_TEXT PASSAGE_.
▼

- Birth name: Edward Woodall Naylor
- Born: 9 February 1867 Scarborough, England
- Died: 7 May 1934 (aged 67) Cambridge, England
- Genres: Classical
- Occupation(s): Organist, composer
- Instrument: Pipe organ

= Edward Naylor =

English composer (1867–1934)

Edward Woodall Naylor (9 February 1867 – 7 May 1934) was an English organist and composer.

Naylor was born in Scarborough in 1867. His father, John Naylor, was organist of York Minster. He won a choral scholarship to Emmanuel College, Cambridge, where he gained a BA in 1887. From 1888 to 1892 he studied at the Royal College of Music. After spending eight years as organist of London churches St. Michael's Church, Chester Square (1889) and St. Mary's Church, Kilburn (1896), Naylor returned to Cambridge in 1898, where he became an assistant master at The Leys School and organist of Emmanuel College. Naylor lived in Cambridge until his death in 1934.

▲

_AIM OF THE EXERCISE_. Repeat word for word the part of the Edward Naylor biography that opens with the words containing "- Birth name: Edward" and closes with "English composer (1867–1934)".

_DATA SECTION_.
▼

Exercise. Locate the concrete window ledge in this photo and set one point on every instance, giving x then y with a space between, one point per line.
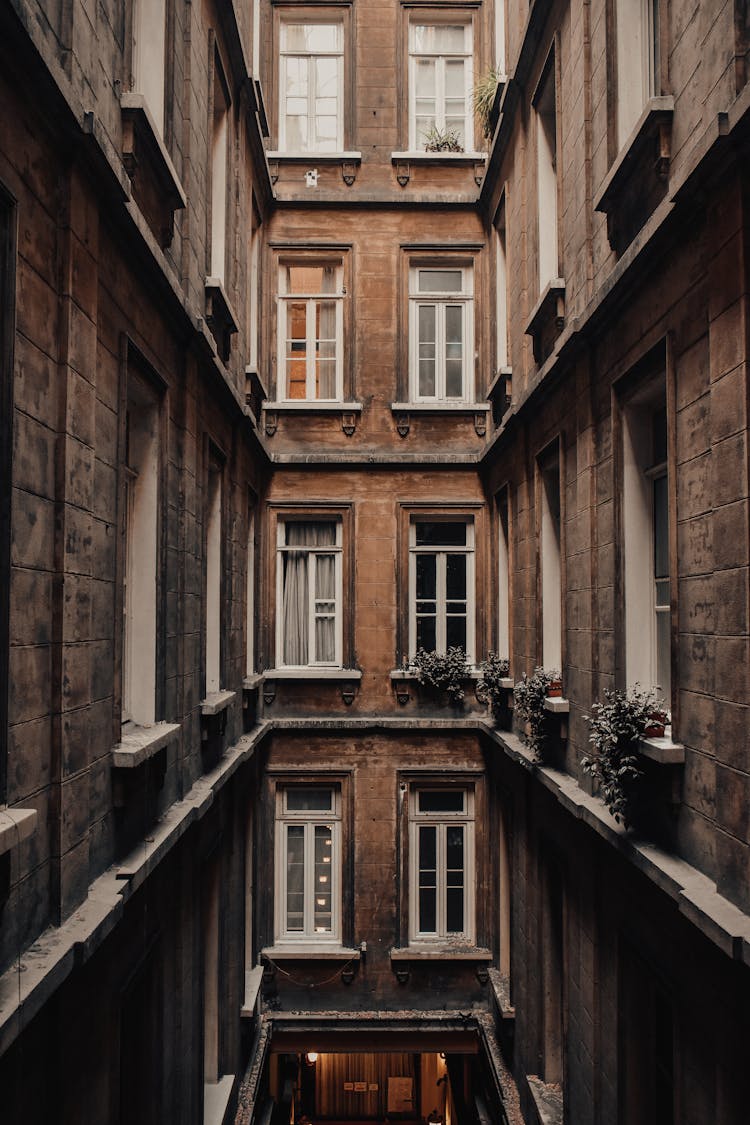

▲

_EXERCISE RESPONSE_.
- Birth name: Edward Woodall Naylor
- Born: 9 February 1867 Scarborough, England
- Died: 7 May 1934 (aged 67) Cambridge, England
- Genres: Classical
- Occupation(s): Organist, composer
- Instrument: Pipe organ

= Edward Naylor =

English composer (1867–1934)